Vitamin K Update
- 3 Minutes Read
- Mar 28, 2017
We all know vitamin K is involved with blood clotting, but did you know about the link to bone health? Or vascular disease?
The term "vitamin K" refers to several different molecules that all have a basic quinone structure at one end. They vary in the chemical structures at the other end, which determine their biochemical function. Vitamin K molecules play essential roles in numerous biochemical processes, including blood clotting and activation of bone building proteins. In fact, "K" comes from the German word 'koagulation'.
Blood clotting is probably vitamin K's best-known function. Clotting is a complex multi-step process, and vitamin K plays a critical part, thanks to its ability to bind calcium and activate clotting factors. People who are vitamin K deficient can have impaired blood clotting, leading to easy bruising, nosebleeds and bleeding gums. People prone to blood clots and stroke are typically given warfarin, a drug that interferes with vitamin K in the clotting process.
The latest buzz about vitamin K is about bone health. The discovery of vitamin K-dependent proteins in bone led researchers to investigate a possible role for this vitamin in bone mineralization. But supplementation studies using vitamin K1 - phylloquinone - for 1-3 years showed no benefit for bone health. Japanese cuisine offered another possible clue: natto, a fermented soy food and an especially good source of the menaquinone form of vitamin K, MK-7 (another form, MK-4, is found in some other foods). The theory is that the menaquinone form of vitamin K is the most effective form for activating bone-building proteins
Natto is popular in certain regions of Japan. Research shows that elderly women in those regions who eat natto have higher bone density than non-natto-eaters. In another study, older men who consume the highest amounts of natto had higher bone density than men who consumed little. Is it the MK-7? Studies using MK-4 or MK-7 supplements have shown mixed results. Some studies showed improved bone density; some showed no difference when compared to placebo. Despite these results, researchers do agree on one thing: more and better studies are needed to clarify the potential vitamin K benefit.
Finally, the vitamin K-calcium connection may be linked to another serious condition: vascular disease. As atherosclerotic plaque builds up inside blood vessels, the plaque is calcified, which increases risk for rupture and heart attack. Some research suggests that vitamin-K dependent proteins may prevent this calcification. Vitamin K supplementation studies of older subjects showed that arterial calcification was significantly slowed in supplemented groups. In some cases, the people with the most improvement after 3 years of supplementation had started with the most arterial stiffness.
By now you might be thinking it would be a good idea to get enough vitamin K in your diet. How do you do that? The daily Adequate Intake recommendations are 120 micrograms for males and 90 mcg for females. Keep in mind, at the moment those recommendations do not distinguish between K1 and other forms of vitamin K, even though the different forms may have different functions in the body.
Vitamin K1, phylloquinone, is concentrated in plant foods, notably leafy greens. Some of the best sources include:
One cup of cooked kale leaves has over 1100 micrograms of vitamin K1, roughly 10X the daily requirement (NOTE: one cup of cooked kale is a LOT of kale). 1 cup of cooked spinach has 890 mcg, while one cup of raw spinach has about 150 mcg. So as you can see, it's relatively easy to get a day's recommended dose of K1 from food. There's one catch: vitamin K is a fat soluble vitamin, so it's better absorbed if eaten with a meal that contains fat. Perhaps that's a good reason to put oil-based salad dressing on tossed green salads.

----

▶ **EXERCISE PROMPT**
Can you extract the passage of the vitamin K article between "By now you might" and "in the body.", inclusive, word for word?

----

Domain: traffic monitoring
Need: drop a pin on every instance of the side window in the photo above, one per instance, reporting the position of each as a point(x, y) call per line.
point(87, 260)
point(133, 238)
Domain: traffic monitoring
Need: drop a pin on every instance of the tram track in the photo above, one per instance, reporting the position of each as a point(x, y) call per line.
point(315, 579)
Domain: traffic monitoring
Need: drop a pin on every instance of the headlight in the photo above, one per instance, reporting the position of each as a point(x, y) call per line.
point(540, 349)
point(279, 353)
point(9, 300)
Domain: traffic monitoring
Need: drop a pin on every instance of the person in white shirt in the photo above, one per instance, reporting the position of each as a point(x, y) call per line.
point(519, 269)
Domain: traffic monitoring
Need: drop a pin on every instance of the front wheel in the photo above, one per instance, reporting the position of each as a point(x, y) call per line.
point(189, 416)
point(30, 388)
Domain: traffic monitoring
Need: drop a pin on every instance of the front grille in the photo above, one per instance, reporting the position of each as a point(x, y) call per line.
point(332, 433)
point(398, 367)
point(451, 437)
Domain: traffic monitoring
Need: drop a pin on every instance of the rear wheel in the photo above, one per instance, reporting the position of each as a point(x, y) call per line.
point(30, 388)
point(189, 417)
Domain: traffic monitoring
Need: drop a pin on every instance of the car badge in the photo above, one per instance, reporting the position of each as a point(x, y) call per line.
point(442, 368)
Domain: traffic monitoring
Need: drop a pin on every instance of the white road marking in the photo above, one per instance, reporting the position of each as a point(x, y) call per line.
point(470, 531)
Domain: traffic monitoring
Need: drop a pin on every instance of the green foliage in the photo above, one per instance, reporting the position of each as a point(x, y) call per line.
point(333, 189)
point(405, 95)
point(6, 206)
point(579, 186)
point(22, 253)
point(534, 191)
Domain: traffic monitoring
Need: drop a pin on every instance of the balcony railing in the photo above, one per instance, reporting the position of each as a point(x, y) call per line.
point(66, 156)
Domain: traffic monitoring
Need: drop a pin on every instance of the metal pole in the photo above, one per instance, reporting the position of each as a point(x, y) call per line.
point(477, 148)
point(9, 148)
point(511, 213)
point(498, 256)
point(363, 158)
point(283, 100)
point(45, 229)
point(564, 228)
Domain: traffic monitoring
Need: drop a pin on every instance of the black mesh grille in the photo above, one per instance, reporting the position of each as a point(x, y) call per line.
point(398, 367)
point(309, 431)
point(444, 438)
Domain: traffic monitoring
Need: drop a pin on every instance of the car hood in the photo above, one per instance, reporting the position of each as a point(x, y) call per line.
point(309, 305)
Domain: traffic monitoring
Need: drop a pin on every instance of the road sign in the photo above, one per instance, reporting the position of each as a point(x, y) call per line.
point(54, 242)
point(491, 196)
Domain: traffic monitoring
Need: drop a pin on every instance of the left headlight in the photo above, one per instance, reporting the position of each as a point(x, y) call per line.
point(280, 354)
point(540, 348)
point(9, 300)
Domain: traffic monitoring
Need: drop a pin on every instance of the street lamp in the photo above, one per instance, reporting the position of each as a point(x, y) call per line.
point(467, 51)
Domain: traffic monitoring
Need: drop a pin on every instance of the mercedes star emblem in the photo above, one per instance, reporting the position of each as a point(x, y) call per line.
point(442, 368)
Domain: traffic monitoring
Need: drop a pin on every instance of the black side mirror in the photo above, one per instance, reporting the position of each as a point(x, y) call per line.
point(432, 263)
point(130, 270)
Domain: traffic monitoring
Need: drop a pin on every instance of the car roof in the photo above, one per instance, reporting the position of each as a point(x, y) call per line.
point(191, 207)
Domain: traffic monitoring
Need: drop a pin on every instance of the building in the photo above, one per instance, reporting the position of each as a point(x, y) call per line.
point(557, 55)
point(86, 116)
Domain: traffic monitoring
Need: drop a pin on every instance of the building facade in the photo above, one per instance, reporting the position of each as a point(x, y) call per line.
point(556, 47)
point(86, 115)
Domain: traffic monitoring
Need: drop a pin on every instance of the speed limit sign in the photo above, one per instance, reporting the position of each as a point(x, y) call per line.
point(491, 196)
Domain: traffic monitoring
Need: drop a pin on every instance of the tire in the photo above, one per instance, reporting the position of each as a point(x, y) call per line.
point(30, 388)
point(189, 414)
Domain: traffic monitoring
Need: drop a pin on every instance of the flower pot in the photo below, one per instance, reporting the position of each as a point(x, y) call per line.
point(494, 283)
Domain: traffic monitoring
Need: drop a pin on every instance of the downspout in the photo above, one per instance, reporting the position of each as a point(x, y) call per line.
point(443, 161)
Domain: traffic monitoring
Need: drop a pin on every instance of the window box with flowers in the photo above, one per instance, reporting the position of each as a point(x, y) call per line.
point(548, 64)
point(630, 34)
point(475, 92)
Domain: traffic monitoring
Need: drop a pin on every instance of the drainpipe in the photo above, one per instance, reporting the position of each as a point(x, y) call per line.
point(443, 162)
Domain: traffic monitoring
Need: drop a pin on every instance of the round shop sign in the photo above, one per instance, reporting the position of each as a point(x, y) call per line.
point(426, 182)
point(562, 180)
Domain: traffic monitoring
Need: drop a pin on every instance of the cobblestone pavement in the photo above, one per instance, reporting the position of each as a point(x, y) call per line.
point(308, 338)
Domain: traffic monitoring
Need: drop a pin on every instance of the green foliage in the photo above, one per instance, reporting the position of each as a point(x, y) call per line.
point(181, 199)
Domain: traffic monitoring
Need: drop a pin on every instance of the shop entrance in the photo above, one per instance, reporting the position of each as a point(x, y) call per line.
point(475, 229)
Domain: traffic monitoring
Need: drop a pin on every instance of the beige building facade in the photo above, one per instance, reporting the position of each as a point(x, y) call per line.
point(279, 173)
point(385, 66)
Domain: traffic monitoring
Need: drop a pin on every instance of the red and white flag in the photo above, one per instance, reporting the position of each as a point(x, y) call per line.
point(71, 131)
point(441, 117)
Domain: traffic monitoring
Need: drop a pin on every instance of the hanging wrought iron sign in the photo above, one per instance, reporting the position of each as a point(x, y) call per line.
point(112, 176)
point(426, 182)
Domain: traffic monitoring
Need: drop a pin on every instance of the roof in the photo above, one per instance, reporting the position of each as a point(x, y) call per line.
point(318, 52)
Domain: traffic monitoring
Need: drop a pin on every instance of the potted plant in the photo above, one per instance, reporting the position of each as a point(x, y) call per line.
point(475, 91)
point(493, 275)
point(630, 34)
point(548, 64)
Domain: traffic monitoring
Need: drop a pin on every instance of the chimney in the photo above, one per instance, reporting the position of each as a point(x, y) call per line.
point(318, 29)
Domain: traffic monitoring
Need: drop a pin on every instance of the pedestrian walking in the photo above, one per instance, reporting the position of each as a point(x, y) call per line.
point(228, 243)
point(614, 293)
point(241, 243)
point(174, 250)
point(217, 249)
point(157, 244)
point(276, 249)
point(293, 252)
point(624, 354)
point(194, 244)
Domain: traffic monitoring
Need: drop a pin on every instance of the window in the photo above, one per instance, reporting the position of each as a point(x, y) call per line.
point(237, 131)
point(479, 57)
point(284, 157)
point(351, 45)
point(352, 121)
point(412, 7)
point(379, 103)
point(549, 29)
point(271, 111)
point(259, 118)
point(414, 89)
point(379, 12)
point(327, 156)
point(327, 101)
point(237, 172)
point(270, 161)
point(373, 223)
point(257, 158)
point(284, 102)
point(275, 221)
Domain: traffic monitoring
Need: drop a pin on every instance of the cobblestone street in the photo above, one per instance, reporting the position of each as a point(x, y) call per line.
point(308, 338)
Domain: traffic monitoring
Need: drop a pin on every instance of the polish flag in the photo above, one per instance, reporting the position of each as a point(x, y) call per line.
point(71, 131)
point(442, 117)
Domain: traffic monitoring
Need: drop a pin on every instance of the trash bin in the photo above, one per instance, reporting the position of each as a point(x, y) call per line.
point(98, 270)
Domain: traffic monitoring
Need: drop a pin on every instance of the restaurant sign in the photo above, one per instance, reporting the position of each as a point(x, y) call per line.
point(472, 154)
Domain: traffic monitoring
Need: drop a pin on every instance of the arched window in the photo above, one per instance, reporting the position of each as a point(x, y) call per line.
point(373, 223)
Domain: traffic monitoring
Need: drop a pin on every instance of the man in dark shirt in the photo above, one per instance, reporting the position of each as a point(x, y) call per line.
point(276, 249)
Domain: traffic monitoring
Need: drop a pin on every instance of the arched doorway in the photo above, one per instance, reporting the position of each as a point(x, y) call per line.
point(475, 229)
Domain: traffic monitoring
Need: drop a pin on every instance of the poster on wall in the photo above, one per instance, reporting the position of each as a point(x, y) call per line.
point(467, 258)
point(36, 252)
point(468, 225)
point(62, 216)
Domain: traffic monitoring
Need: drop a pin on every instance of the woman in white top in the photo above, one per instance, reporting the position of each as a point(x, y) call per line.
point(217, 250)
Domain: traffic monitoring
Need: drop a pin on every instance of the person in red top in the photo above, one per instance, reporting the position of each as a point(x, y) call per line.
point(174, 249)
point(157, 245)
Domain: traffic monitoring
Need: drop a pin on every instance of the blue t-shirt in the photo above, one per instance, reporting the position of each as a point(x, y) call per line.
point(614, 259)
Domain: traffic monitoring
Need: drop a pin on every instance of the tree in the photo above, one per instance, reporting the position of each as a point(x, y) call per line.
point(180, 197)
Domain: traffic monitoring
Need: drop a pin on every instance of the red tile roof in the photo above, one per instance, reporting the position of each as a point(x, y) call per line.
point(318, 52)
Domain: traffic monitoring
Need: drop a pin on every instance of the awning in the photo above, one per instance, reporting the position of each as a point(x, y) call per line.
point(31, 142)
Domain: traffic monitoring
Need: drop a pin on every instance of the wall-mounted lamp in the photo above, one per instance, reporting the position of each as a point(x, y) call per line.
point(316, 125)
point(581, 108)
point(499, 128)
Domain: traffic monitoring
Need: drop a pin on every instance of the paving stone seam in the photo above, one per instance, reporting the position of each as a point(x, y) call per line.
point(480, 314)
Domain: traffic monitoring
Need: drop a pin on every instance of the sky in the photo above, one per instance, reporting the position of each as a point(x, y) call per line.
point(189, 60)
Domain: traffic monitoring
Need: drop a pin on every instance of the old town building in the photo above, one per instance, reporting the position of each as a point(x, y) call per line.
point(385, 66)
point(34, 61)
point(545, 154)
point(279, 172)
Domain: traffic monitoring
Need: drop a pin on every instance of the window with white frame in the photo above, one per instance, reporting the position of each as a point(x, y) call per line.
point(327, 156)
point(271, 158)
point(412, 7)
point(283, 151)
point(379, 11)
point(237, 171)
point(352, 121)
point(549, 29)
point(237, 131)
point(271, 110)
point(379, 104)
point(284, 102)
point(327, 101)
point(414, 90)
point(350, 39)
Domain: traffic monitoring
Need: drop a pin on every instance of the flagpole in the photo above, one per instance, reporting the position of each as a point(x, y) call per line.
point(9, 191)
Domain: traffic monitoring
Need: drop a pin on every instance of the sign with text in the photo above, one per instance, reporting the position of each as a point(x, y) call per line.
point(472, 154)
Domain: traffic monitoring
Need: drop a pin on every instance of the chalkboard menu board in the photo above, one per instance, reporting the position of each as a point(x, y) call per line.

----

▶ **ANSWER FOR THE TASK**
By now you might be thinking it would be a good idea to get enough vitamin K in your diet. How do you do that? The daily Adequate Intake recommendations are 120 micrograms for males and 90 mcg for females. Keep in mind, at the moment those recommendations do not distinguish between K1 and other forms of vitamin K, even though the different forms may have different functions in the body.